PROBLEM STATEMENT: Write out, unchanged, the lines from the one holding "Query: lamp post" to the close of the listing. Both the first and last lines belong in it.

TASK DATA:
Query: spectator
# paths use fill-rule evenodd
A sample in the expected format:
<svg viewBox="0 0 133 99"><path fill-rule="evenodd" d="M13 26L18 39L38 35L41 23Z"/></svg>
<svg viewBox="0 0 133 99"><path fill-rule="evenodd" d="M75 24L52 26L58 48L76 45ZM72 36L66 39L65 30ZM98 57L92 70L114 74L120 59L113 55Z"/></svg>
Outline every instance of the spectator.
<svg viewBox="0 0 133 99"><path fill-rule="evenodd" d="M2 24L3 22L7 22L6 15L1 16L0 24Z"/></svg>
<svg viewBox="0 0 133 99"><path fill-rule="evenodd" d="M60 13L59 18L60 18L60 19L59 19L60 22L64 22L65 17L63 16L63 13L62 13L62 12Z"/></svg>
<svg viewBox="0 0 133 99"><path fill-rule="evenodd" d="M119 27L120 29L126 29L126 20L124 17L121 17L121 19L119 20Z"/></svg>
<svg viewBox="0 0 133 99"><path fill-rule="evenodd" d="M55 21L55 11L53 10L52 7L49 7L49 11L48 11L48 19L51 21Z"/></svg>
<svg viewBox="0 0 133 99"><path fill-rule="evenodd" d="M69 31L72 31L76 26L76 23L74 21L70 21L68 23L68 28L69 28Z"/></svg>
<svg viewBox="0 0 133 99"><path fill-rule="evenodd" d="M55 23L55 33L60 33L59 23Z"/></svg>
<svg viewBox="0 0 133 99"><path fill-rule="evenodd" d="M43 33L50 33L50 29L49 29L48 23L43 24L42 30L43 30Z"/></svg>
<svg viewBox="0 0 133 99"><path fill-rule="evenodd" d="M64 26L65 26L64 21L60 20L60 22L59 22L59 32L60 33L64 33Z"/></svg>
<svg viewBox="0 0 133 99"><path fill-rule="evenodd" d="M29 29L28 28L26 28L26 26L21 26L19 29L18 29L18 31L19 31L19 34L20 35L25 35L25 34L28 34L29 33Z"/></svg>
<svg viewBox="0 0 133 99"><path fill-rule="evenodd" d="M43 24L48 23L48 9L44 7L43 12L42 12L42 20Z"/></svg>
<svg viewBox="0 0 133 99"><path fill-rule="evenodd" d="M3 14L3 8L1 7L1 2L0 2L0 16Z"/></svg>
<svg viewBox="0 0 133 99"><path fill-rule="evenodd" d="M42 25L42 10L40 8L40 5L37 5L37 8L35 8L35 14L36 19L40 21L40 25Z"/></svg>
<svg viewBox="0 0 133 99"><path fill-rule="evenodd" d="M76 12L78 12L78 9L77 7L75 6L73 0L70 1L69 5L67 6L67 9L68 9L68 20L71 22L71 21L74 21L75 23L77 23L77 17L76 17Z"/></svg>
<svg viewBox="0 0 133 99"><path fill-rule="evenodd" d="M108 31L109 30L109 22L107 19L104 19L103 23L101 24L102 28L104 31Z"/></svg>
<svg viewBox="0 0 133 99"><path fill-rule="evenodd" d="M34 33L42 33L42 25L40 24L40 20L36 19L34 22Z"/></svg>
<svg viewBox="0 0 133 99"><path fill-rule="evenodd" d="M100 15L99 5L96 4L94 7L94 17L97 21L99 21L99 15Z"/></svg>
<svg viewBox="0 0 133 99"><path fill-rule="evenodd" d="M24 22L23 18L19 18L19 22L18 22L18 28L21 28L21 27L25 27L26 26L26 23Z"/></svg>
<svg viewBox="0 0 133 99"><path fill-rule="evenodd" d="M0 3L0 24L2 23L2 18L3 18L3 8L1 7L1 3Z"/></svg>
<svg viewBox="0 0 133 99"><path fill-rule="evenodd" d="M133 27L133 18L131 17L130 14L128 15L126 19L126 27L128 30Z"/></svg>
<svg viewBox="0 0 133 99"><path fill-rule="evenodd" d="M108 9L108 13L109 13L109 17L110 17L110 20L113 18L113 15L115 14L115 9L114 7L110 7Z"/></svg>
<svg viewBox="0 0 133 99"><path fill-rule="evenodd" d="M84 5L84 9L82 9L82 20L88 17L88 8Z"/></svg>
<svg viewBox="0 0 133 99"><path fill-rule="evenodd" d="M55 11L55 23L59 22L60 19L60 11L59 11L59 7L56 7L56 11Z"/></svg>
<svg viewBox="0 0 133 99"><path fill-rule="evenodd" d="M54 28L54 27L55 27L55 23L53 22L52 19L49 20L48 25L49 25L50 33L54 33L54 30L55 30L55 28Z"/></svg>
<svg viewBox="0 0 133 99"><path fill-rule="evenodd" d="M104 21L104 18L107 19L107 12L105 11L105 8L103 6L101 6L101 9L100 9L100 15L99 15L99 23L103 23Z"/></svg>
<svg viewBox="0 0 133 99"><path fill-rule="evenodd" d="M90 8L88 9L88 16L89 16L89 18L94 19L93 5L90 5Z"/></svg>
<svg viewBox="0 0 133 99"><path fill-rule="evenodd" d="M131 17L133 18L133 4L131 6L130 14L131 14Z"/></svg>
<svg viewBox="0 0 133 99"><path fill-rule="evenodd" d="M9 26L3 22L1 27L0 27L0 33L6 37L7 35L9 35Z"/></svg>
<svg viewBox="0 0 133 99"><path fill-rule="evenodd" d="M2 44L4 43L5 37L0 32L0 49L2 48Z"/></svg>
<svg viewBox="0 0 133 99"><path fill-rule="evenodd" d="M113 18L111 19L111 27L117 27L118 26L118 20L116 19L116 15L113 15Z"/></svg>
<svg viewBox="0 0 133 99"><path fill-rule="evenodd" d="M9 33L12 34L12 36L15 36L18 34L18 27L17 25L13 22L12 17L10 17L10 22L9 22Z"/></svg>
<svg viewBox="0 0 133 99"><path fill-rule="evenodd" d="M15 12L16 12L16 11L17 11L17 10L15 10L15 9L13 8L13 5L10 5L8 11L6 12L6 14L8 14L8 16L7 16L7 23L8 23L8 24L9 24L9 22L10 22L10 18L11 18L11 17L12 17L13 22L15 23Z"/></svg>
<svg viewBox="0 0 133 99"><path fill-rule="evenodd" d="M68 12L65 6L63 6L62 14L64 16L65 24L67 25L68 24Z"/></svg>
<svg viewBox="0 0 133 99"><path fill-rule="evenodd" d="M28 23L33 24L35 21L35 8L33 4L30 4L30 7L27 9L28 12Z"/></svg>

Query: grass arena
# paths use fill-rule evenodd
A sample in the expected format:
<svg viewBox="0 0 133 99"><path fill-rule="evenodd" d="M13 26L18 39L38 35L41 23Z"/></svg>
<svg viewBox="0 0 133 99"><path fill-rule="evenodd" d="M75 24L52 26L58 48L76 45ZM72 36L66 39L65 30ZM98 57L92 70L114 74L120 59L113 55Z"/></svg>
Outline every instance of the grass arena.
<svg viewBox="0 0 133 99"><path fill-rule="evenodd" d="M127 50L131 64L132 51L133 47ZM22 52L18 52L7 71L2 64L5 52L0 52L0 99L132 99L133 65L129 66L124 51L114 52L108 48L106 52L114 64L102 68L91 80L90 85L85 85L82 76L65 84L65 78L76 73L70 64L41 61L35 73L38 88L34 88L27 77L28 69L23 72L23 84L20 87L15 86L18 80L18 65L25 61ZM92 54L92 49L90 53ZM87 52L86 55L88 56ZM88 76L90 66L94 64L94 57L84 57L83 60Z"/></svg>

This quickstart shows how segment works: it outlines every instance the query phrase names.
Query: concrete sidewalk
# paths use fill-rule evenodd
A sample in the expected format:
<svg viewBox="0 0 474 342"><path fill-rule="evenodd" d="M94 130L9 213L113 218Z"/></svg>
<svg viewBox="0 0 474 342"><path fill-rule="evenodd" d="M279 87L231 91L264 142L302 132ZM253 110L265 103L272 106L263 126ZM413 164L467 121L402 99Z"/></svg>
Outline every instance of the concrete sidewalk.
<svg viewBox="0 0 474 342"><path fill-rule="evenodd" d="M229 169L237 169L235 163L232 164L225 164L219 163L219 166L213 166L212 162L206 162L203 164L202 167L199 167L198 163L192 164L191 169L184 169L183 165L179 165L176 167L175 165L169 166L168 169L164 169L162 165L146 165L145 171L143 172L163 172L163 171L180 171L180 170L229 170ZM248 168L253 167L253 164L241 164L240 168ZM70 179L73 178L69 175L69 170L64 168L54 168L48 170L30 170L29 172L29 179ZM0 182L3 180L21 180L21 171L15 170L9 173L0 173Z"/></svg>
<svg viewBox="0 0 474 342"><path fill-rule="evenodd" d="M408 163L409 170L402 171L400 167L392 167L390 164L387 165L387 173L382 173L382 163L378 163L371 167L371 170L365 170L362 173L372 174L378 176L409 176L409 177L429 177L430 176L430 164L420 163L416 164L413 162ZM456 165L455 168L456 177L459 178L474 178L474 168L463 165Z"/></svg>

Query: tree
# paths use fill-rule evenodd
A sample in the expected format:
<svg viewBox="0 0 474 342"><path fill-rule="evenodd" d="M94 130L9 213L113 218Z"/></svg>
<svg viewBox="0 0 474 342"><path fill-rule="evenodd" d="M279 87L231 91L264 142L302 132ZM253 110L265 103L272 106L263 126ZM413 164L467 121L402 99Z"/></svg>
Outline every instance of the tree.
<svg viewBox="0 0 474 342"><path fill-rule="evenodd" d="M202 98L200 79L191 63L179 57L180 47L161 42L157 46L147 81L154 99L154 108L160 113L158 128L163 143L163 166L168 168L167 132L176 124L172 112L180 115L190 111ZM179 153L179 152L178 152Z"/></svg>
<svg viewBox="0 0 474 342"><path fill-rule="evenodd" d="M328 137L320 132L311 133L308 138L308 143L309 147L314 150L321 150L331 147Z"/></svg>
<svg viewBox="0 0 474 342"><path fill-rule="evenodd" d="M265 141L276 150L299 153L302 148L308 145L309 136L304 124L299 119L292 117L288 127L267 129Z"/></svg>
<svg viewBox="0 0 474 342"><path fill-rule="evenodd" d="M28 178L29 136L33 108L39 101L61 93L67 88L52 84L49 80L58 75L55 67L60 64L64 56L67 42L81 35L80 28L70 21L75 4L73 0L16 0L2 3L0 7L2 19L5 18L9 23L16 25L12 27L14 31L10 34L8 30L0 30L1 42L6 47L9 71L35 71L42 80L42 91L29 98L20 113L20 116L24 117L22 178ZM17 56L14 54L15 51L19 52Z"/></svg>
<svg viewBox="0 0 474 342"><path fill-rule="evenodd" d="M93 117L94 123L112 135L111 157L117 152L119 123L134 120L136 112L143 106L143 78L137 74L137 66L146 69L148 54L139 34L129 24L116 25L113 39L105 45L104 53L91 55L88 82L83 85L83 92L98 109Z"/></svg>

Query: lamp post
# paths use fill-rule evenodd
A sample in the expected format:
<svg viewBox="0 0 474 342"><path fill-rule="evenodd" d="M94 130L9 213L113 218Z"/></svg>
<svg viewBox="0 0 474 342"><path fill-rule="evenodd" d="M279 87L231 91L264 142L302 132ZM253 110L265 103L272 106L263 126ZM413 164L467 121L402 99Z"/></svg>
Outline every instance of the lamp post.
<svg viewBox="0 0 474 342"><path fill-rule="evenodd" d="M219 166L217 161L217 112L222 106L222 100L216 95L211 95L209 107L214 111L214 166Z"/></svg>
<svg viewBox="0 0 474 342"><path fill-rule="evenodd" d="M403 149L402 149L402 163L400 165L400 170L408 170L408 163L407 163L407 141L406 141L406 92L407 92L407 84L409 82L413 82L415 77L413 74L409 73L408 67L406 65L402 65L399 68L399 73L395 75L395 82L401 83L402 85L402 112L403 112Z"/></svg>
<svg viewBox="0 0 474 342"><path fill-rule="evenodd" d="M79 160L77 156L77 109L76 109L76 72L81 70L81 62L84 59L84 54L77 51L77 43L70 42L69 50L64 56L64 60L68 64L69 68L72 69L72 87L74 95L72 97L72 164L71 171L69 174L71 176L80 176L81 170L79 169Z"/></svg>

YOUR RESPONSE:
Query: lamp post
# paths use fill-rule evenodd
A sample in the expected format:
<svg viewBox="0 0 474 342"><path fill-rule="evenodd" d="M94 130L9 213L113 218Z"/></svg>
<svg viewBox="0 0 474 342"><path fill-rule="evenodd" d="M279 87L231 91L264 142L302 132ZM253 110L265 103L272 106L263 126ZM413 164L467 121L402 99Z"/></svg>
Outline every instance of the lamp post.
<svg viewBox="0 0 474 342"><path fill-rule="evenodd" d="M219 166L217 161L217 112L222 106L222 100L216 95L211 95L209 107L214 111L214 166Z"/></svg>
<svg viewBox="0 0 474 342"><path fill-rule="evenodd" d="M403 149L402 149L402 163L400 165L400 170L408 170L408 163L407 163L407 141L406 141L406 92L407 92L407 84L409 82L413 82L415 77L413 74L409 73L408 67L406 65L402 65L399 68L399 73L395 75L395 82L401 83L402 85L402 112L403 112Z"/></svg>
<svg viewBox="0 0 474 342"><path fill-rule="evenodd" d="M79 160L77 156L77 109L76 109L76 72L81 70L81 62L84 59L84 54L77 51L77 43L70 42L69 50L64 56L64 60L68 64L69 68L72 69L72 87L74 95L72 97L72 164L71 171L69 174L71 176L80 176L81 170L79 169Z"/></svg>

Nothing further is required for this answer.